Il percorso di lavoro previsto dalla metodologia GOPP si articola in due fasi:

  • la fase di analisi
  • la fase di progettazione

Nella prima, gli attori-chiave presenti sono chiamati in primo luogo a rendere espliciti da un lato le risorse e i contributi che loro stessi possono offrire al progetto (es. capacità di mobilitazione dei beneficiari, disponibilità di locali e strutture, informazioni, fondi, know-how specifico ecc.) e, dall’altro, l’interesse che li muove a sostenerlo e impegnarcisi.

In fase di analisi l’operazione fondamentale che i partecipanti compiono con l’ausilio del facilitatore, e che determina importanti implicazioni per le successive scelte progettuali, è l’analisi del contesto o del settore o del territorio, che il GOPP definisce più precisamente come Analisi dei Problemi.

————————

# Le tue istruzioni
Riprendi il testo sulla metodologia GOPP subito dopo la sua ultima frase e continualo con un breve paragrafo.

————————

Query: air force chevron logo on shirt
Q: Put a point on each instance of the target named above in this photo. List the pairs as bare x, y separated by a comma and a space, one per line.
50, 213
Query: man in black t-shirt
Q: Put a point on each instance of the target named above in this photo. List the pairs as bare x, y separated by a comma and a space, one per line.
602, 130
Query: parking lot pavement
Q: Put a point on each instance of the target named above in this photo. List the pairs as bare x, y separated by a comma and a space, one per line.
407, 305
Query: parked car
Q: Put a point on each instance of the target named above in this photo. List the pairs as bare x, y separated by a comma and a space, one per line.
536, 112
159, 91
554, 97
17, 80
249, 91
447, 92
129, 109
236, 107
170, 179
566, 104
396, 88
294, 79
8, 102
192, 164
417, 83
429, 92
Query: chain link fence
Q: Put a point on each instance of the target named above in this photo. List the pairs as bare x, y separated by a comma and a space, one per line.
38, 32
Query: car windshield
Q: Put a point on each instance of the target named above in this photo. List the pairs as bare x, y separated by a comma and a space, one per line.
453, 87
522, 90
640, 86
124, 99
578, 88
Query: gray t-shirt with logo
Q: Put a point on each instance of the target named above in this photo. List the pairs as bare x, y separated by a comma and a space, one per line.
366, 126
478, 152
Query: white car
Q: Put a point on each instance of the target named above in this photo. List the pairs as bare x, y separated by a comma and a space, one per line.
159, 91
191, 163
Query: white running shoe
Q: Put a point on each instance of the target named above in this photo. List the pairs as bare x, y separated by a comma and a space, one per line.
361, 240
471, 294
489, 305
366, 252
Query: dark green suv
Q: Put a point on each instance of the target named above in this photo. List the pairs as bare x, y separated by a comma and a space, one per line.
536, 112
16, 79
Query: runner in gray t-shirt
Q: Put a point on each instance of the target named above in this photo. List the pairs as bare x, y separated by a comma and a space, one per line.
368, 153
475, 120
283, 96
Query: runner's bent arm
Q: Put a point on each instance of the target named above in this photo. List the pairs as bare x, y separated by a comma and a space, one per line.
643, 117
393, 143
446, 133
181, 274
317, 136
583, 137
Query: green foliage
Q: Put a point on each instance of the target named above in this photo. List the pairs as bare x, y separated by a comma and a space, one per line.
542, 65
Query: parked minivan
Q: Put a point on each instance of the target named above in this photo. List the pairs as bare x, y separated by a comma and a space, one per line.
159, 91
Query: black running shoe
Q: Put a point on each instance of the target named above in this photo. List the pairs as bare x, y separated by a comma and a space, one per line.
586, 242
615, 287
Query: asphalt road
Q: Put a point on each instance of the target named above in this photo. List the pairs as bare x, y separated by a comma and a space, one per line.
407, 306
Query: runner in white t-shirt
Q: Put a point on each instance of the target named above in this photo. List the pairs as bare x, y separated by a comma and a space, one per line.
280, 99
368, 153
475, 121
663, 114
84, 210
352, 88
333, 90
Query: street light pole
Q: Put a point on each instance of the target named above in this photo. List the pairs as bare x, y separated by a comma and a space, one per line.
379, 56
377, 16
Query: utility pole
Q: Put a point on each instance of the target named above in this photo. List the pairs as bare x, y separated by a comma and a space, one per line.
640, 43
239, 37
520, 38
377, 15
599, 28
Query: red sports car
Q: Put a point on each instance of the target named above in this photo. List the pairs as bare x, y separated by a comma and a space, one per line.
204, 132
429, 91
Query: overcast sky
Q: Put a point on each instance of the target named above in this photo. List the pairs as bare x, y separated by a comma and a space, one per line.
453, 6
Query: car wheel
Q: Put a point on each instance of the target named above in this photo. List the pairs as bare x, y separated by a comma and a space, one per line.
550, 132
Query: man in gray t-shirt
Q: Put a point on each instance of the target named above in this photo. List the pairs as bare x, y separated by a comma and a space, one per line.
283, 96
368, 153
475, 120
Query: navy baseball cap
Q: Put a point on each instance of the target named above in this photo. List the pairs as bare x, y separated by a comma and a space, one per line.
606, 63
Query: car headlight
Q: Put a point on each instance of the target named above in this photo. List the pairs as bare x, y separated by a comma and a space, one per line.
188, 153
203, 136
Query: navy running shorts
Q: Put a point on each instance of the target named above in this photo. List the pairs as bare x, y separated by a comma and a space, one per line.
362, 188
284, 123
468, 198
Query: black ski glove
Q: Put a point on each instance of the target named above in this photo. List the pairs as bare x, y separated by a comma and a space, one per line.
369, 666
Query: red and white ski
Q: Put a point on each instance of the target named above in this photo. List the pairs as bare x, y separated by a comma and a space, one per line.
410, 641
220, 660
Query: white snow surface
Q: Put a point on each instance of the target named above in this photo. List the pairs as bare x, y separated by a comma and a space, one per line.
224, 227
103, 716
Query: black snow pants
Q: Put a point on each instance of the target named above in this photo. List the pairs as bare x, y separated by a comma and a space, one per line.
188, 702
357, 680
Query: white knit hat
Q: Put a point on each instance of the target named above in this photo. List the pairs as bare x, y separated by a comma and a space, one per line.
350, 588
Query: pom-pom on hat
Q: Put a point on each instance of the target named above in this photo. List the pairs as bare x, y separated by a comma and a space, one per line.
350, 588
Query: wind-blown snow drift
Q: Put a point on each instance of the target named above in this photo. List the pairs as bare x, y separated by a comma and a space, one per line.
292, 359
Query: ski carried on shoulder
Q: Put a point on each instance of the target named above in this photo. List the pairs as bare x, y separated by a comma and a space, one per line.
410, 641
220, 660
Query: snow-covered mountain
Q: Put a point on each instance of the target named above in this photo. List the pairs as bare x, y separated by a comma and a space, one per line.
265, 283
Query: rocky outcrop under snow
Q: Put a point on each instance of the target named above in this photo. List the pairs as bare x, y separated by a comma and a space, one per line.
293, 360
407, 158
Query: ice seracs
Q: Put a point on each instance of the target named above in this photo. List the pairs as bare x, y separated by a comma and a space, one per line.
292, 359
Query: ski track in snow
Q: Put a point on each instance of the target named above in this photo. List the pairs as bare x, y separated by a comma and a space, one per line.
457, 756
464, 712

————————

# Risposta al compito
In generale il problema principale è “dato” (elevata obesità infantile, inquinamento delle falde acquifere, disoccupazione giovanile, scarso sviluppo turistico, tanto per fare degli esempi) e il lavoro dei partecipanti è identificare le cause di questo problema articolandole in un diagramma di causa-effetto denominato Albero dei Problemi.
L’approccio “per problemi” dovrebbe garantire una maggiore aderenza del progetto ai veri problemi dei beneficiari o del territorio in cui si sta progettando e una maggiore possibilità di risolverli.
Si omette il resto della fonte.